=== Task to carry out ===
Identify every line below that contains the word "metal" and copy each of those lines. Case counts.

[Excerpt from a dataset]
::::::

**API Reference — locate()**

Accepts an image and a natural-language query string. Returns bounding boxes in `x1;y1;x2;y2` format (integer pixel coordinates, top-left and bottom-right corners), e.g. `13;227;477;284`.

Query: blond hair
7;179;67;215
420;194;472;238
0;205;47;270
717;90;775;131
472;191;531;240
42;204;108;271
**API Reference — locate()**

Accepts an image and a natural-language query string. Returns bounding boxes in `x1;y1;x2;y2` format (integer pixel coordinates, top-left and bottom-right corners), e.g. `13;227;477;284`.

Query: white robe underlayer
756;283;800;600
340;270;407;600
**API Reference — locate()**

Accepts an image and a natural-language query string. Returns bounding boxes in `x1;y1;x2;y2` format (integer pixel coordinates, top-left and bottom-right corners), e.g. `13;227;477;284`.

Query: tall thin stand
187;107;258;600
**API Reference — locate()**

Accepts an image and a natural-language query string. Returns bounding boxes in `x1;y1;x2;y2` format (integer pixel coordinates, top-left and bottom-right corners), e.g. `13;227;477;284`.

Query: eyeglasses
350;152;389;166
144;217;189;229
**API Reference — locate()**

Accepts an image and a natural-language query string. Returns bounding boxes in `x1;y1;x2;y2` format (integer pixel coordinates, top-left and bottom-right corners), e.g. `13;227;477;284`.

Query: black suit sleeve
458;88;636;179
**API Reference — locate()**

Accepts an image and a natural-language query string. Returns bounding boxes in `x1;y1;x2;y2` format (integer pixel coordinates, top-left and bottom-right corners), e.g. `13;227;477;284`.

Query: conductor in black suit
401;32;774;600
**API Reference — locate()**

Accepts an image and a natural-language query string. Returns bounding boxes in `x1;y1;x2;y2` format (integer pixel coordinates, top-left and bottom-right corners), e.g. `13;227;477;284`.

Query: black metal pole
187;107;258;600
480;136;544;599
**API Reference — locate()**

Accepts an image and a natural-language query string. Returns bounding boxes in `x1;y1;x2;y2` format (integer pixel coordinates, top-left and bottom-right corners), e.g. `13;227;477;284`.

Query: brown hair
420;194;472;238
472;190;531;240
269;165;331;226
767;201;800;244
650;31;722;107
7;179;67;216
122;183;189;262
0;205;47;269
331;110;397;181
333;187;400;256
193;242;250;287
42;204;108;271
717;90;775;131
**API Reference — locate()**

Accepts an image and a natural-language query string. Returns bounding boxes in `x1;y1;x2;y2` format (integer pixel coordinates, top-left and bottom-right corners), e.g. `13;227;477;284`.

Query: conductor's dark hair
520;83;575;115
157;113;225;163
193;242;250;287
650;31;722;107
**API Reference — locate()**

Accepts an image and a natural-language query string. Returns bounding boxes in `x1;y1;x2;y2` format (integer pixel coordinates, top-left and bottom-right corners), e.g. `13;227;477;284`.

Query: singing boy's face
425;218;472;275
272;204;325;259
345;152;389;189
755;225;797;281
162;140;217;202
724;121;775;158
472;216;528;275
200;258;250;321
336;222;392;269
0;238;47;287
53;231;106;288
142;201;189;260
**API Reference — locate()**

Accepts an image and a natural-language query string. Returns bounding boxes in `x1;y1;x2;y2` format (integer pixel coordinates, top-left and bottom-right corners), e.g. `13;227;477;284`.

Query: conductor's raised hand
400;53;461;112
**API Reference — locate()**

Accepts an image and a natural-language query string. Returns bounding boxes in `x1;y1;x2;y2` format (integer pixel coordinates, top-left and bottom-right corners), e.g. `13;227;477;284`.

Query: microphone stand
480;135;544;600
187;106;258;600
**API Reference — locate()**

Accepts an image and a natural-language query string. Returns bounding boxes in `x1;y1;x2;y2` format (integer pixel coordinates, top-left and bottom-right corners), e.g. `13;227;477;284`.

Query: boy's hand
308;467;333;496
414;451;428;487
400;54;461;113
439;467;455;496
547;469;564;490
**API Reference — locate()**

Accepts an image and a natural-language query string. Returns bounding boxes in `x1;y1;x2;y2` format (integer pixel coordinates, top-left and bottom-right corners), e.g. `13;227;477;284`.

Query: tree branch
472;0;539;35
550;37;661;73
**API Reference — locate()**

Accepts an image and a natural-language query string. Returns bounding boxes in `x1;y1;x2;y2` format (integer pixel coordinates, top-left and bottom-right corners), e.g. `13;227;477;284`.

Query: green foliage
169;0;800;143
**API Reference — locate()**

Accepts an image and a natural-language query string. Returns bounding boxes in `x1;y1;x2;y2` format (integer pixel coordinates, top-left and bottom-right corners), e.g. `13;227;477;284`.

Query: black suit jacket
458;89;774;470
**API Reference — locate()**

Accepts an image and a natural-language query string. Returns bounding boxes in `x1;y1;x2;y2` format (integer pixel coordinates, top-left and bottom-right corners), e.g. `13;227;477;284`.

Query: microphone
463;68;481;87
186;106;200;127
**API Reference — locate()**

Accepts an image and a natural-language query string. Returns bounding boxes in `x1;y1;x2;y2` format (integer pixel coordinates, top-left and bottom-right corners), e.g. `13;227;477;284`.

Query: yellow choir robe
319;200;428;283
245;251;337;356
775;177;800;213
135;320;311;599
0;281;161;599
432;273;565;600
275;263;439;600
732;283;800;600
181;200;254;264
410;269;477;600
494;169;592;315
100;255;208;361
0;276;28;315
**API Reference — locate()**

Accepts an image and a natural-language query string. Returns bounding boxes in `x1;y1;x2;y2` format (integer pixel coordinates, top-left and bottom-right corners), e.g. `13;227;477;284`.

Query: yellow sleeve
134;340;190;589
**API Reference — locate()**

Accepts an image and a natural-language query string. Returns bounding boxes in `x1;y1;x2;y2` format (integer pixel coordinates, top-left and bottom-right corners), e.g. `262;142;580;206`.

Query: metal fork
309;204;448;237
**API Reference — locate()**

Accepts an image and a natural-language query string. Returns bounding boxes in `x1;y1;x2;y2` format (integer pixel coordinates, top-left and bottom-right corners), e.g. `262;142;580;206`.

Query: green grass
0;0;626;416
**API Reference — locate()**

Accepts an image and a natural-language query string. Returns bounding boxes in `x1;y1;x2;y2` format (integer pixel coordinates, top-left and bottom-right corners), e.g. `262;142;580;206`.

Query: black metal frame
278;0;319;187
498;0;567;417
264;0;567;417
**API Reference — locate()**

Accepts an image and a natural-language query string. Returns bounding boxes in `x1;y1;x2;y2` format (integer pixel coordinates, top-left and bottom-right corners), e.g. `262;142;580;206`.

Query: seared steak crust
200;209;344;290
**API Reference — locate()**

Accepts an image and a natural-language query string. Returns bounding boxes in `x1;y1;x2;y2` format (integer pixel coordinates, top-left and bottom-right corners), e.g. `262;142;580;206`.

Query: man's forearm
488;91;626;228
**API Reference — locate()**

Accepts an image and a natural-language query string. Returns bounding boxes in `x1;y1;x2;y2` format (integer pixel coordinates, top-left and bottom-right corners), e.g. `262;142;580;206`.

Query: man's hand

::::::

=== Solution to this task ===
Query: black metal pole
Query: metal fork
Query: black metal frame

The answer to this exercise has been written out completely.